MATERIAL FOR THIS TASK:

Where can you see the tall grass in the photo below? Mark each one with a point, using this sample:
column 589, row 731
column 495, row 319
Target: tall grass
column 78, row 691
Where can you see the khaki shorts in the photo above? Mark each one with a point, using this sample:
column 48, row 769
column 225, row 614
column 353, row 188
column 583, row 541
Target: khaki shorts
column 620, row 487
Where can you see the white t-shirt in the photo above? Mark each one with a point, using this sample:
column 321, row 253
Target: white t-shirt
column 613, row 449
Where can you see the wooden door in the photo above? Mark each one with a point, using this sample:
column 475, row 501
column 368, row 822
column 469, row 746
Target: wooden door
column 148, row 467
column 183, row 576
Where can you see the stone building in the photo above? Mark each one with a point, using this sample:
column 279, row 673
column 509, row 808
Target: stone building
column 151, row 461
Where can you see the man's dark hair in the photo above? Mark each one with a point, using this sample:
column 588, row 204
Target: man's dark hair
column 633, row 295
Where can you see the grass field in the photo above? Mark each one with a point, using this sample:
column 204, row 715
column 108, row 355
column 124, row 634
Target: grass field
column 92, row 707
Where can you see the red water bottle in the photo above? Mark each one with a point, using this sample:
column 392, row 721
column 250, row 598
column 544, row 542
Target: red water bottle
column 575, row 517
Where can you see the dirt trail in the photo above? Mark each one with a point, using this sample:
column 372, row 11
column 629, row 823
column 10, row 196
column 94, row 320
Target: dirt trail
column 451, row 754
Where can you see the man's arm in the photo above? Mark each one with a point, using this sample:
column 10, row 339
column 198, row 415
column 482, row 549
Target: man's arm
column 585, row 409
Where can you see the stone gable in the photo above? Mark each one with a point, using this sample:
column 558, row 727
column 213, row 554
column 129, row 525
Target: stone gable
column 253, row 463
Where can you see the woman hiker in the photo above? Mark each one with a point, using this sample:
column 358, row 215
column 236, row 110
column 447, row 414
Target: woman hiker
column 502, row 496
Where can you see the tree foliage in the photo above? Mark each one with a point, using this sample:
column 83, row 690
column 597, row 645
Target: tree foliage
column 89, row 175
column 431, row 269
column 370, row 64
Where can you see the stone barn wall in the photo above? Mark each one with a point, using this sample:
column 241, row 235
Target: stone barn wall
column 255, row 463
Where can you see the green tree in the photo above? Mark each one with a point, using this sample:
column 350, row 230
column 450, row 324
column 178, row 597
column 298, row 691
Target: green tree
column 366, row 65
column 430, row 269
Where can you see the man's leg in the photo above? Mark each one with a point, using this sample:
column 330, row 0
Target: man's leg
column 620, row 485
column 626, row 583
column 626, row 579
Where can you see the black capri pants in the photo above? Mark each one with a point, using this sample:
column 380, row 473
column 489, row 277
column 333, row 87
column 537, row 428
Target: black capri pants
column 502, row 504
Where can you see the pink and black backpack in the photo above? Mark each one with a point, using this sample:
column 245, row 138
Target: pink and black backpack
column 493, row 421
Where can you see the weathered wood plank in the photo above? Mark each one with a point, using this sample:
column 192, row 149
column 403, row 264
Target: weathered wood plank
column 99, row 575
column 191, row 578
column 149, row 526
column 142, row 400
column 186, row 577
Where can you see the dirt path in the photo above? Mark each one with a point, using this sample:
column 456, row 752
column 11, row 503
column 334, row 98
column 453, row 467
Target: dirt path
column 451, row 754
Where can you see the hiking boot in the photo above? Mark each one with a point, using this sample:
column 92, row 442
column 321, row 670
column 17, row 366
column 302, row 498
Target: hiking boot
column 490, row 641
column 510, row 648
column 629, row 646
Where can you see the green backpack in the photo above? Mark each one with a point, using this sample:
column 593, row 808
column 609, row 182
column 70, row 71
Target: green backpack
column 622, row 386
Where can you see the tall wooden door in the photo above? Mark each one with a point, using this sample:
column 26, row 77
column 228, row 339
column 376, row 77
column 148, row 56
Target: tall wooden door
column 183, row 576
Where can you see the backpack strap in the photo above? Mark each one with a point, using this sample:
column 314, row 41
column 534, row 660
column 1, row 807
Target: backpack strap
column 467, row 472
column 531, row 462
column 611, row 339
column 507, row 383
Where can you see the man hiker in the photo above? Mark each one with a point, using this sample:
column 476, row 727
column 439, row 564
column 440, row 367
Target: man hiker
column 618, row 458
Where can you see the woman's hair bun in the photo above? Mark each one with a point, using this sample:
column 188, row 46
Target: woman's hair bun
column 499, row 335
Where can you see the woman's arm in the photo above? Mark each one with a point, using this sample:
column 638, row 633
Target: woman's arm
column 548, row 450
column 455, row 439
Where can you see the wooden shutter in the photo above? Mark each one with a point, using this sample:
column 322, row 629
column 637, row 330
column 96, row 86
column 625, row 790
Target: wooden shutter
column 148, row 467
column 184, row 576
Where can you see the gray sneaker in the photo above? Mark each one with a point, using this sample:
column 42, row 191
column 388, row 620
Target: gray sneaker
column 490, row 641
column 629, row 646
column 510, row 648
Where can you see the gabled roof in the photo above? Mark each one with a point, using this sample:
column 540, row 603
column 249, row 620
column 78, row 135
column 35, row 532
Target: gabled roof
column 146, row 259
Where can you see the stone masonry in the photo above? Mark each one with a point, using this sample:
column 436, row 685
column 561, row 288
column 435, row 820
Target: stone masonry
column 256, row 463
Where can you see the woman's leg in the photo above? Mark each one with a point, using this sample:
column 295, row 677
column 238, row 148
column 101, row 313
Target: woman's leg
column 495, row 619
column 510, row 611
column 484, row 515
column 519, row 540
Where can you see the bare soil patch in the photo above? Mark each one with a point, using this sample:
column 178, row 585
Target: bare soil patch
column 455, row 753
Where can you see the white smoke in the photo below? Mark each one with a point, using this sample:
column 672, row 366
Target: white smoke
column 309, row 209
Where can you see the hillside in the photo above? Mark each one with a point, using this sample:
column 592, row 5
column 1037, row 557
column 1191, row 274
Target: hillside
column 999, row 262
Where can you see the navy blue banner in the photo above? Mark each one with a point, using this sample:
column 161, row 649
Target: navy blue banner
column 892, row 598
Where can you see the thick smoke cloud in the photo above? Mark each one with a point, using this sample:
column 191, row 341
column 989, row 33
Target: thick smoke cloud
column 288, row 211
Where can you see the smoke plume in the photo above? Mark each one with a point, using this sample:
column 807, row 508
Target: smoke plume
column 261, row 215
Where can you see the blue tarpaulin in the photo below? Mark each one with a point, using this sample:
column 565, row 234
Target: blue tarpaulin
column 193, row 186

EXERCISE PROMPT: Find the string "below" in the listing and return every line that holds it.

ANSWER AREA:
Where can you see the tall grass in the photo below? Mark each one with a point, using this sample:
Where can you see the white smoke in the photo below? Mark each one with a point, using this sample:
Where can you see the blue tarpaulin in the photo below? Mark each one with a point, using this sample:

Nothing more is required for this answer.